--- Passage shown ---

It’s on hold at the moment while I focus on just powering through the Project but I got kind of obsessed with Erich Von Stroheim for a while, particularly the story of his tortured seven-hour epic, Greed, and wrote over a hundred pages of a novel that talks a lot about the man and his work and I happened to be right in the thick of it when I watched Sunset Boulevard for the first time. It was during my first couple nights at the apartment. I was still sleeping on an air mattress and I came home from work, crossed the street for a quesadilla, then went upstairs to my room and watched it on my laptop at the little wobbly black desk from which I’m posting this now and fell immediately into an eager kinda love with it. Had that intuition you sometimes get with what felt like a totally self-contained and accessible story, the feeling insists, without explanation, that a lot just went over your head.

Sunset Boulevard is funny and eerie and it reminded me of what it was like to watch Dr. Mabuse a couple years ago and to wonder if the movie’s spell over me was due more to the director’s style or the star’s performance — which aslo has me thinking now about the difference between a movie’s star and it’s main character, and whether they’re necessarily the same thing. The Dark Knight seems like a good analogy: Christian Bale is the protagonist, but Heath Ledger becomes the star. Perhaps contrary to the filmmaker’s intentions.

---

> **Problems**
(1) In the post about Sunset Boulevard, what did the writer cross the street to get before watching the film?
(2) Reproduce everything in the post about Sunset Boulevard from "Sunset Boulevard is" down to "the filmmaker’s intentions.".

--- Data supplied ---

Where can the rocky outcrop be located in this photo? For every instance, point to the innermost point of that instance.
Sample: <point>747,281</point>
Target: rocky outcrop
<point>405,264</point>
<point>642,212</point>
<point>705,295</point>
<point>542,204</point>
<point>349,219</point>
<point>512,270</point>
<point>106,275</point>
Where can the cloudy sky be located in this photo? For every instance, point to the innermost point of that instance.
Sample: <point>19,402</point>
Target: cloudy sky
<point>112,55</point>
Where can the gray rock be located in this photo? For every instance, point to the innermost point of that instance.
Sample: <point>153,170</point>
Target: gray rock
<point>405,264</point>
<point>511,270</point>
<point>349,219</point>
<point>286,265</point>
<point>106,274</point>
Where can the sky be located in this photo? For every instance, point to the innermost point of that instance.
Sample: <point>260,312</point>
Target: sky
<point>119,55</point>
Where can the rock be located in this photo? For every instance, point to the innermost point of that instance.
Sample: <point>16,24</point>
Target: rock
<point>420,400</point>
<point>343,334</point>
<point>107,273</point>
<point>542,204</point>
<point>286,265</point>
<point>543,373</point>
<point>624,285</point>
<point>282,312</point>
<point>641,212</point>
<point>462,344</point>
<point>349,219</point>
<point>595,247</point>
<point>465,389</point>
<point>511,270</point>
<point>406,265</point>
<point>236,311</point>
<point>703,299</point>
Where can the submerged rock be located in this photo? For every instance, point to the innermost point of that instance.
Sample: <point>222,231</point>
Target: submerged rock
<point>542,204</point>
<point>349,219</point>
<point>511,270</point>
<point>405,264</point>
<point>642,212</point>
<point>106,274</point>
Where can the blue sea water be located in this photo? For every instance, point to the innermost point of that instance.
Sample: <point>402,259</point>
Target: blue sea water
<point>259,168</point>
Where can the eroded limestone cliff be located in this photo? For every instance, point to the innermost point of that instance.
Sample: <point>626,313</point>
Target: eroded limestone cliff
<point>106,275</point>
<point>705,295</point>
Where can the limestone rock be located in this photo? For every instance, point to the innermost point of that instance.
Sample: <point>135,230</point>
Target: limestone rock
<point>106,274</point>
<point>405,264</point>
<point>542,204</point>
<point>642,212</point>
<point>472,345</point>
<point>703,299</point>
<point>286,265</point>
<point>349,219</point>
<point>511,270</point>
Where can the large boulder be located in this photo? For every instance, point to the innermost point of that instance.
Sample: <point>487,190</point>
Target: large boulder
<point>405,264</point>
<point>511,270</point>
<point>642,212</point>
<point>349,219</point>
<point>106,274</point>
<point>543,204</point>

---

> **Results**
(1) A quesadilla.

(2)
Sunset Boulevard is funny and eerie and it reminded me of what it was like to watch Dr. Mabuse a couple years ago and to wonder if the movie’s spell over me was due more to the director’s style or the star’s performance — which aslo has me thinking now about the difference between a movie’s star and it’s main character, and whether they’re necessarily the same thing. The Dark Knight seems like a good analogy: Christian Bale is the protagonist, but Heath Ledger becomes the star. Perhaps contrary to the filmmaker’s intentions.